Describe details in the training procedure so that someone reading your
report are able to reproduce how you train the model.
That is, you need to include details like the choice of optimizer together
with the hyperparameters used, the batch size, the initial hidden state.

For your final model, output its translations along with the given translations for the first three test examples.
In addition, use the `jaccard` function to score your model's translations on the training and test sets.
5 marks are allocated for your model performance: your model receives $5 \times \min(1, \text{test score}/0.85)$ marks.
Note that training a good model can take time, and it is better to figure out how to train a good model on a small subset first before trying to train a good model on the full dataset.

Save your final model using `torch.save` in the `supplements` and name your model as `mt.pt`.

**Answer**.

In [None]:
## HELP: if you compute your loss using PyTorch's CrossEntropyLoss, make sure you read 
## the documentation carefully and compute your loss correctly.

In [13]:
def jaccard(y_true: list[str], y_pred: list[str]):
    ncorrect = 0.
    npred = 0.
    ntrue = 0.

**COMPLETE THE FOLLOWING:**
- a) In the assignment text, what file name must the final model be saved under?
- b) Rewrite the assignment text between "In addition, use" and "the full dataset.", inclusive, putting "tiny subset" in place of "small subset".

**DATA SEGMENT:**
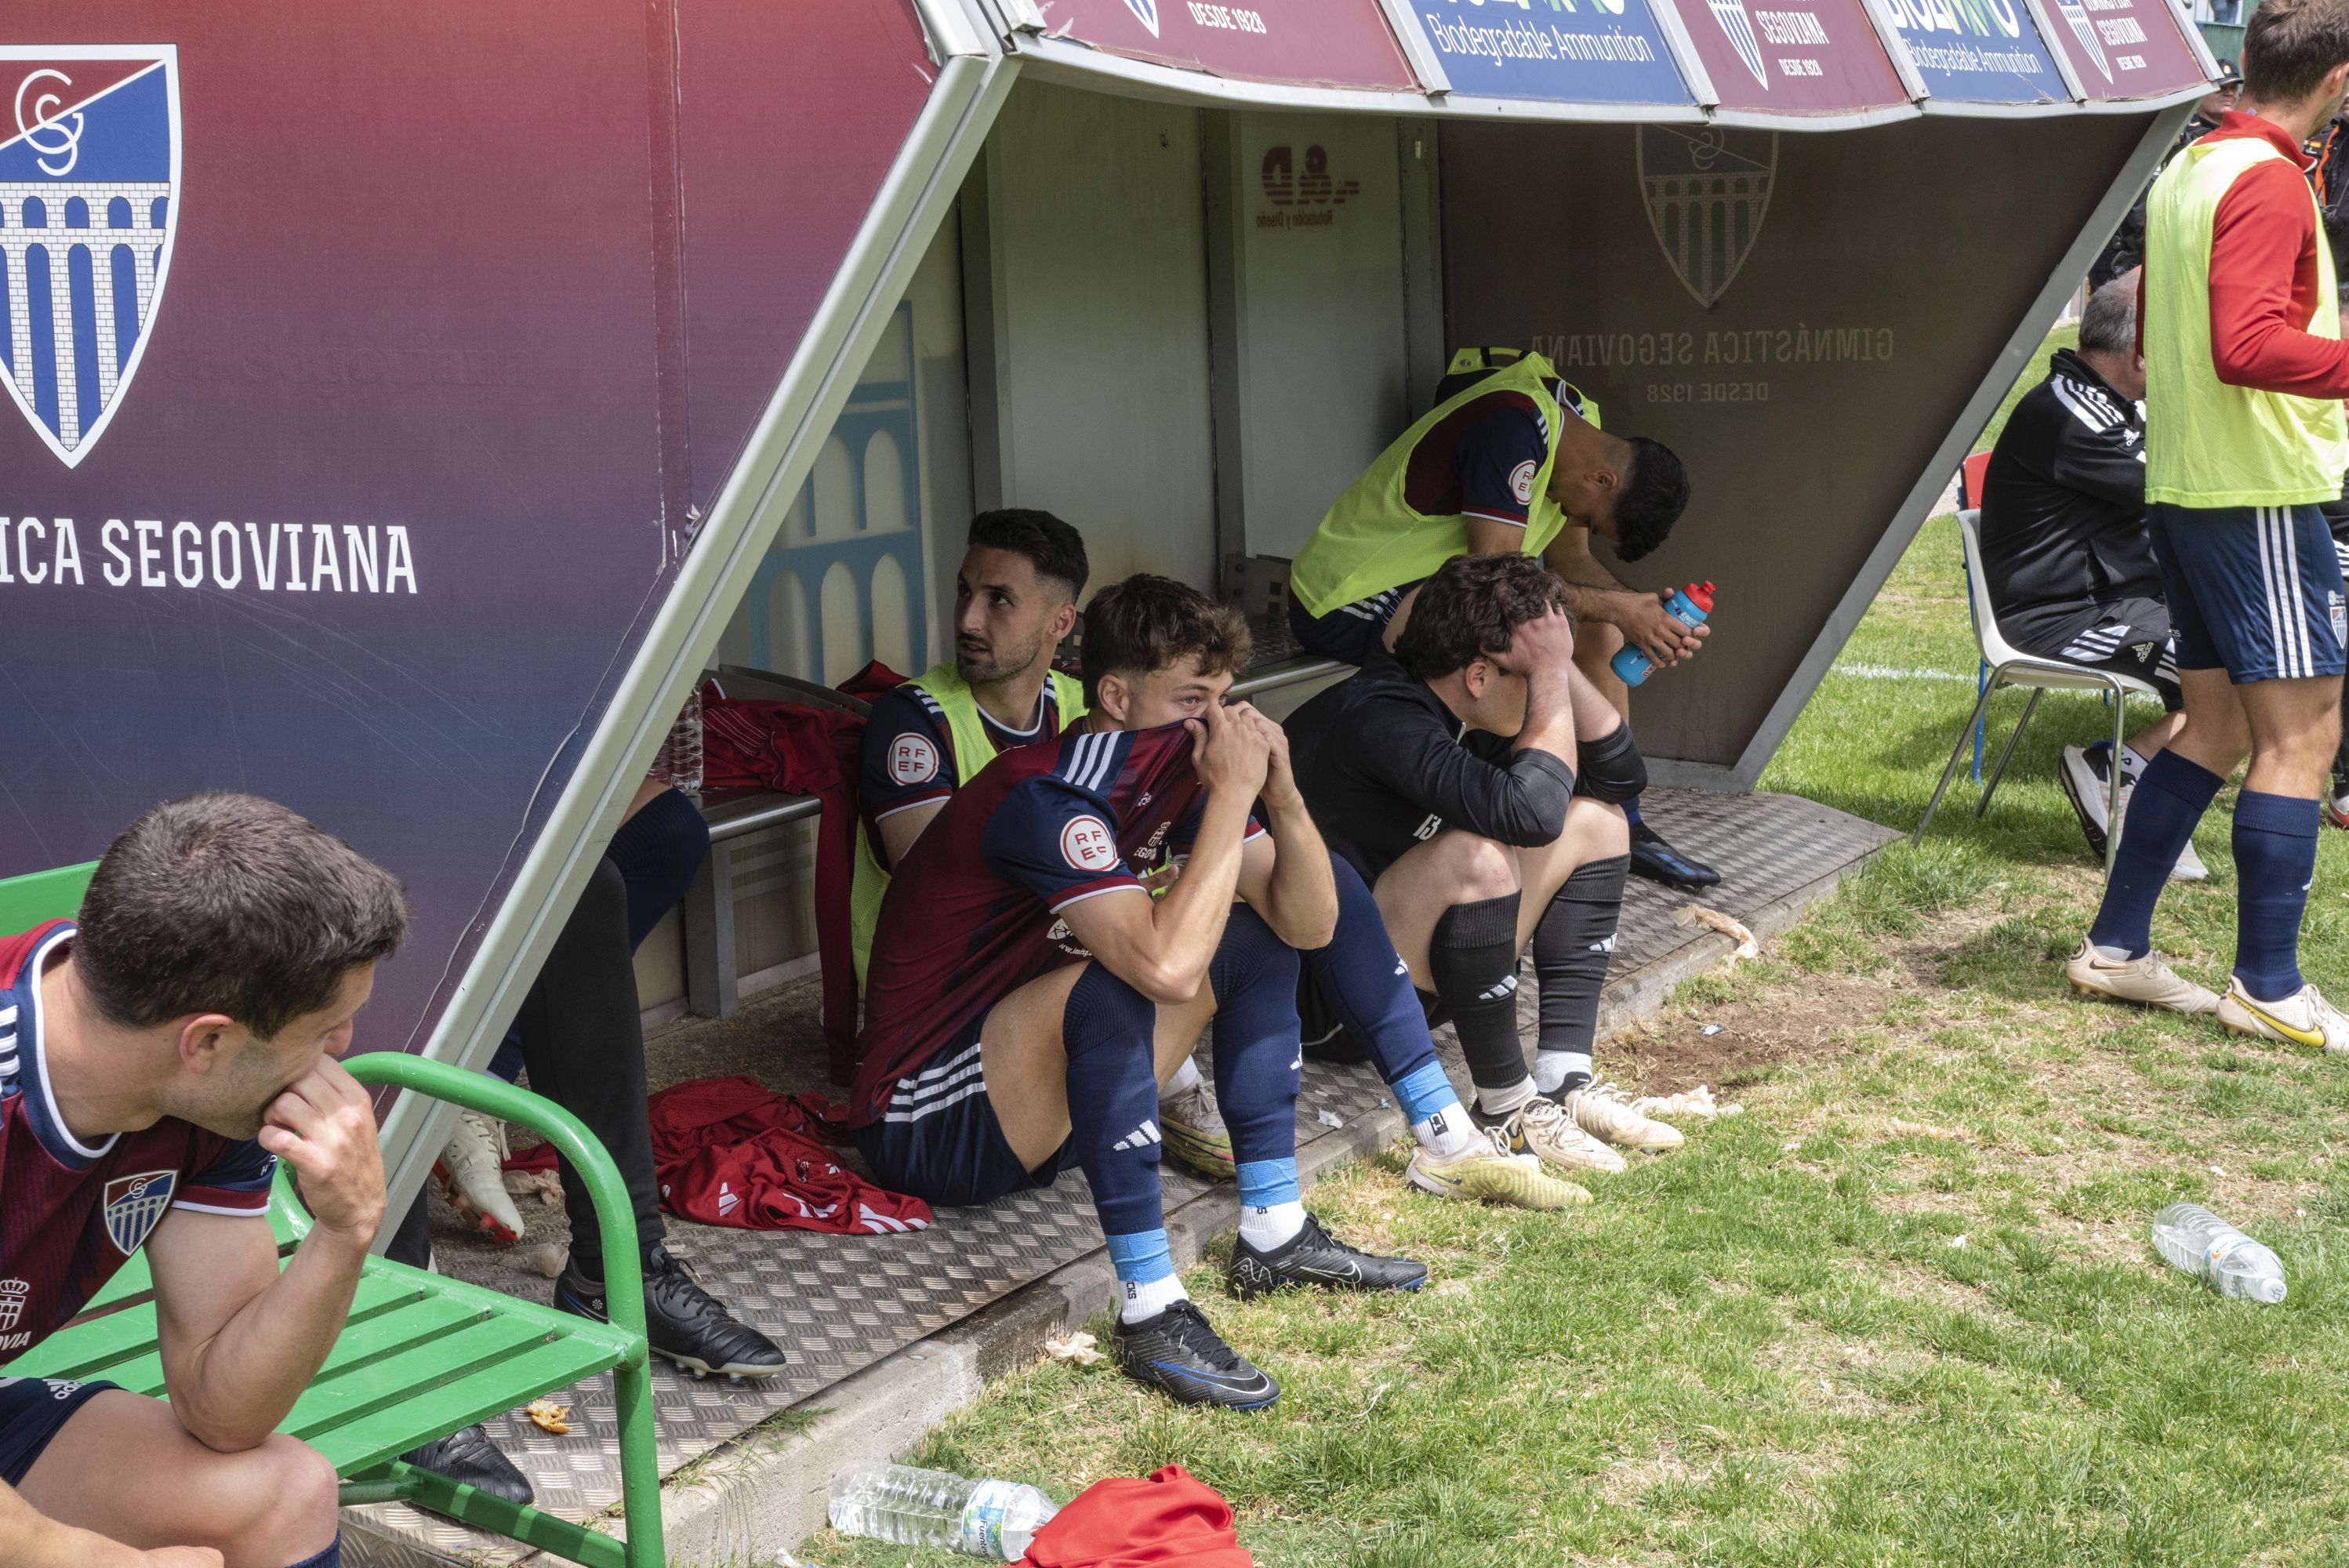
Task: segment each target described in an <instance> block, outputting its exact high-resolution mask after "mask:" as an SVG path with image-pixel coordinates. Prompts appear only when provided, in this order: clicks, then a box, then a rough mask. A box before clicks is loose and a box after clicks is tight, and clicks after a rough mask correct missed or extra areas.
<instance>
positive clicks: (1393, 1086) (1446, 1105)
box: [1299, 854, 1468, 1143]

**ANSWERS FOR EACH ITEM:**
- a) mt.pt

- b)
In addition, use the `jaccard` function to score your model's translations on the training and test sets.
5 marks are allocated for your model performance: your model receives $5 \times \min(1, \text{test score}/0.85)$ marks.
Note that training a good model can take time, and it is better to figure out how to train a good model on a tiny subset first before trying to train a good model on the full dataset.